- [Direction 1]:
In the headphone amp text, which software did the writer use for the simple distortion measurement?

-- start of Article --

First impression is really, really, really good. The second impressions are even better. This amp is crystal clear with extremely well controlled behaviour. "s"-sounds sounds excellent, tight bass, warmth in the mids. This headphone amp may be the best in the world? And the best of all: The parts aren't particulary expensive!

I have made a simple distortion measurment with the excellent russian freeware Rightmark Audio Analyzer. What we can see is that the amp is better than the sound card I have used.

Read what Suzy thinks about the QRV07 (similar to the QRV09):

The beginnings of a new amp to drive my Sennheiser HD595 headphones. I was greatly impressed by the TI TPA6120 current mode feedback headphone amp chip, with incredibly low distortion levels. I began designing a board to try one out, but found almost exactly what I was designing had already been done by a Swedish designer, Per-Anders Sjostrom. So I bought a bare board off him. Here's the board mostly assembled, being test-fit in a Hammond extruded aluminium box, with Alps volume pot. I'm extremely impressed by Per-Anders work. This is a beautiful design, with great attention to detail. I couldn't have done better myself.

-- end of Article --
-- start of Rows --

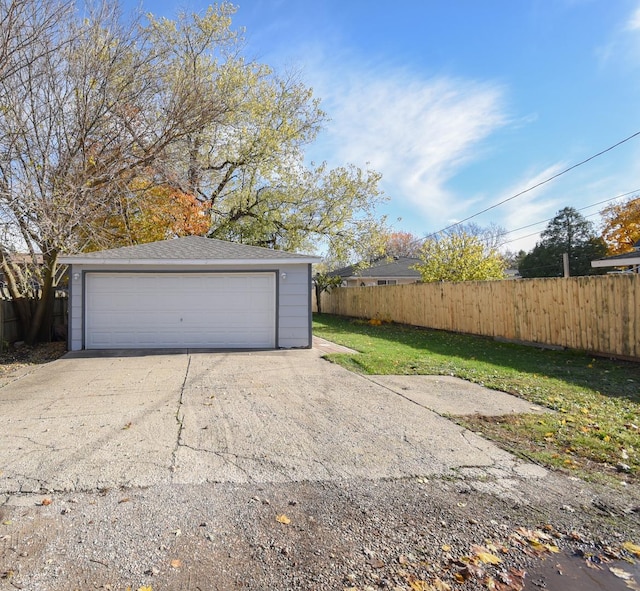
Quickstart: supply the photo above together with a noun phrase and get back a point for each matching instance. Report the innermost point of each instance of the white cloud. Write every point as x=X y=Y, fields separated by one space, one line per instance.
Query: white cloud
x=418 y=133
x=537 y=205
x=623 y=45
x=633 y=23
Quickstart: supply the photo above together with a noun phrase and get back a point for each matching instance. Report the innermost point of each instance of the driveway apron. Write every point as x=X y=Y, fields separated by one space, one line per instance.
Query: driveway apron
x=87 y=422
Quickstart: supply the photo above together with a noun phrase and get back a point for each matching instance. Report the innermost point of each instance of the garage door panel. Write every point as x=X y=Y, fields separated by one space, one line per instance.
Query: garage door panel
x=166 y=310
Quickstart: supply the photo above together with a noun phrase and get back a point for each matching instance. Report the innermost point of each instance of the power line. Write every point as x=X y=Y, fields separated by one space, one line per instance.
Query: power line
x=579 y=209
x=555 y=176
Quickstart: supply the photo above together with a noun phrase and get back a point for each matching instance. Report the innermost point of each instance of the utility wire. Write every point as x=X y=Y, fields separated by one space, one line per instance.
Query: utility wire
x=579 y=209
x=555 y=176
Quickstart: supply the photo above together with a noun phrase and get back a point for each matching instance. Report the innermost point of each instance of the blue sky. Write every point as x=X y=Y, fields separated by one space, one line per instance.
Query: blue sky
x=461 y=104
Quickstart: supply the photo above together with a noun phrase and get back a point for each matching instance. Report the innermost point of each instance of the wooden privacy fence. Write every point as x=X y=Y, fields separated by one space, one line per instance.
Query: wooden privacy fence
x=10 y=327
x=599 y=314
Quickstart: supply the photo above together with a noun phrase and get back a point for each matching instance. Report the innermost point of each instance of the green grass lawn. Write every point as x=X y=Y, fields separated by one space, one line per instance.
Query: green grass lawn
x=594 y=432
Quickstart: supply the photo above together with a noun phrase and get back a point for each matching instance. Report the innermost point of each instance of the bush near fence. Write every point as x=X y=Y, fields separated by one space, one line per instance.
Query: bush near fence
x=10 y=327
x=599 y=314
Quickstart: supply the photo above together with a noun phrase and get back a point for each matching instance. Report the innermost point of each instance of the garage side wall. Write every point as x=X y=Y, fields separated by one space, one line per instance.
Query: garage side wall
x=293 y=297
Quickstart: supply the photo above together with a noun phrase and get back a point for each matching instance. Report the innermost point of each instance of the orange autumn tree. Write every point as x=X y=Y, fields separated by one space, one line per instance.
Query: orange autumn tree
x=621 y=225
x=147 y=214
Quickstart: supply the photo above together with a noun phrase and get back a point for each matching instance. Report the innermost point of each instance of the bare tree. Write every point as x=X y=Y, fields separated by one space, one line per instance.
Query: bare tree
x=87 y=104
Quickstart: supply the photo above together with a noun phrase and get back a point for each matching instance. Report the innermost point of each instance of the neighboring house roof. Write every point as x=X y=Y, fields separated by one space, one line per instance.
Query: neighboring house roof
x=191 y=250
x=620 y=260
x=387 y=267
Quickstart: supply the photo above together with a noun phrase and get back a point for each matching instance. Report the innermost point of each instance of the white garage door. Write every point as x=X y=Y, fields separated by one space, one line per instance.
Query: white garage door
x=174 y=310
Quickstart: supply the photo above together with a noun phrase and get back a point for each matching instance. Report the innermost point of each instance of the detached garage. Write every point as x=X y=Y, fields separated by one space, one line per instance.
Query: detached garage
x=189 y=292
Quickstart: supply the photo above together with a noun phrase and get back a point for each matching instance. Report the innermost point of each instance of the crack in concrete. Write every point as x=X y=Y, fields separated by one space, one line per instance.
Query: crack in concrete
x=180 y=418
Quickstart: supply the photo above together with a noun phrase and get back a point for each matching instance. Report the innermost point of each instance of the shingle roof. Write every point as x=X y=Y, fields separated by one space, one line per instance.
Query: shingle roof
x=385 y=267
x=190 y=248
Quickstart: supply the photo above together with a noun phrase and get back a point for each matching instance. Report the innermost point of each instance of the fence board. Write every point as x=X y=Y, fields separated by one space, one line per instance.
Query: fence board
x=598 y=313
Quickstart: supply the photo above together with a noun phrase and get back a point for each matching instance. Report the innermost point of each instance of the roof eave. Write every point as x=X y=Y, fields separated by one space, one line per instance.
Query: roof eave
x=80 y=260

-- end of Rows --

- [Direction 2]:
Retype the part of the rows that opens with the line containing "of the fence" and closes with the line containing "Query: fence board", both lines included.

- [Correct output 1]:
The Russian freeware Rightmark Audio Analyzer.

- [Correct output 2]:
Quickstart: supply the photo above together with a noun phrase and get back a point for each matching instance. Report the innermost point of each instance of the fence board. Write every point as x=X y=Y, fields separated by one space, one line per instance.
Query: fence board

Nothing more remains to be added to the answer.